Top of TEXT PROVIDED

David says his time in the drag world was central to his landing the show.
“A production company named Fourth Wall Live obtained the rights to the Eurobeat musical, and wanted me to be involved as the host. I was absolutely flattered,” David enthuses. “I run a yearly West End event with two friends called ‘A Mad Drag Night’, which sees theatre performers dress up to fundraise for HIV and AIDS charities. The producers must have taken notice, so I jumped at the chance to join the show. I’ve been a fan for years!"
“Drag has become so mainstream, which means there’s a lot of work for queens over here in London. A lot of musical theatre performers would perform drag gigs in between jobs, so the drag drama worlds overlap. Hospitality has been completely destroyed and opportunities to perform have fallen by the wayside.
“Drag has been a lifesaver for paying the bills in between bigger jobs over the years, so it’s lovely that Eurobeatgave me the chance to put the make-up back on and go on stage.”

Bottom of TEXT PROVIDED

#### REQUIRED ACTION 1
Decide whether each statement agrees with the passage about David's drag work. Answer yes or no for each and quote the words of the passage that settle it.
(a) David runs "A Mad Drag Night" with two friends.
(b) "A Mad Drag Night" raises money for cancer charities.
(c) Fourth Wall Live obtained the rights to the Eurobeat musical.
#### REQUIRED ACTION 2
Reproduce the passage about David's drag work from "David says his" to "by the wayside.".
#### REQUIRED ACTION 3
According to the passage about David's drag work, how often is "A Mad Drag Night" held, and where?

Top of LISTED RECORDS

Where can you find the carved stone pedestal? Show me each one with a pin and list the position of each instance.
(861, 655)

Bottom of LISTED RECORDS
Top of LISTED RECORDS

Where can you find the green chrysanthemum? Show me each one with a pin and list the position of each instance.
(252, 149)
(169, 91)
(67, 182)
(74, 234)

Bottom of LISTED RECORDS

#### YOUR RESPONSE 1
(a) Yes: "I run a yearly West End event with two friends called ‘A Mad Drag Night’"
(b) No: "which sees theatre performers dress up to fundraise for HIV and AIDS charities"
(c) Yes: "A production company named Fourth Wall Live obtained the rights to the Eurobeat musical"

#### YOUR RESPONSE 2
David says his time in the drag world was central to his landing the show.
“A production company named Fourth Wall Live obtained the rights to the Eurobeat musical, and wanted me to be involved as the host. I was absolutely flattered,” David enthuses. “I run a yearly West End event with two friends called ‘A Mad Drag Night’, which sees theatre performers dress up to fundraise for HIV and AIDS charities. The producers must have taken notice, so I jumped at the chance to join the show. I’ve been a fan for years!"
“Drag has become so mainstream, which means there’s a lot of work for queens over here in London. A lot of musical theatre performers would perform drag gigs in between jobs, so the drag drama worlds overlap. Hospitality has been completely destroyed and opportunities to perform have fallen by the wayside.

#### YOUR RESPONSE 3
It is a yearly event held in the West End.